_Task description:_
The word to find is "query". Copy each line of the material that contains it.

_Input for this task:_
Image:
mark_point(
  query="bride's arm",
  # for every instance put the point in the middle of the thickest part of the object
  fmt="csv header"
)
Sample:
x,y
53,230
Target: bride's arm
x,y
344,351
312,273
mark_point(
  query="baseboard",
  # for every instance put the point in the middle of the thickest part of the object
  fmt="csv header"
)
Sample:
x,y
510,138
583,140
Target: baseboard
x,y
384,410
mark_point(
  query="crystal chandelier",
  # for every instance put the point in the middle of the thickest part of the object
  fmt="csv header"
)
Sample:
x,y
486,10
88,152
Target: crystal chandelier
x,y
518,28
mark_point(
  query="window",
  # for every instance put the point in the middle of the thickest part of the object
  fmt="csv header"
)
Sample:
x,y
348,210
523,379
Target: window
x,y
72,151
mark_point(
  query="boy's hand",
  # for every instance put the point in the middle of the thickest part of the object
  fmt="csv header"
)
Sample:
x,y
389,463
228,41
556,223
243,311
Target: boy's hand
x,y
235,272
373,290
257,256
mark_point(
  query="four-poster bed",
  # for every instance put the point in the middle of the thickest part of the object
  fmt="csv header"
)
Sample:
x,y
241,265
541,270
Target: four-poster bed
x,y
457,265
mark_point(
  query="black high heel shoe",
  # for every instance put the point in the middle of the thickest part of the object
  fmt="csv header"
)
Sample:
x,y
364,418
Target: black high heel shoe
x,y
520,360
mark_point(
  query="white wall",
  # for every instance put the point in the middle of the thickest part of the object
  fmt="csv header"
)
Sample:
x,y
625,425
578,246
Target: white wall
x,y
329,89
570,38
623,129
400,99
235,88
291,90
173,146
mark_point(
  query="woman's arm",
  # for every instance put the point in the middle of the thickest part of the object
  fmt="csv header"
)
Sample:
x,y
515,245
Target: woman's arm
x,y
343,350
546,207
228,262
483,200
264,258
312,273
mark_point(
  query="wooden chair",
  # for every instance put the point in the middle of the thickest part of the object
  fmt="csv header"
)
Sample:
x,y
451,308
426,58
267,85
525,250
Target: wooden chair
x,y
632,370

_Result of this task:_
  query="bride's arm",
  query="baseboard",
  query="crystal chandelier",
  query="window",
  query="boy's hand",
  query="four-poster bed",
  query="black high heel shoe",
  query="white wall",
  query="woman's arm",
  query="wooden chair",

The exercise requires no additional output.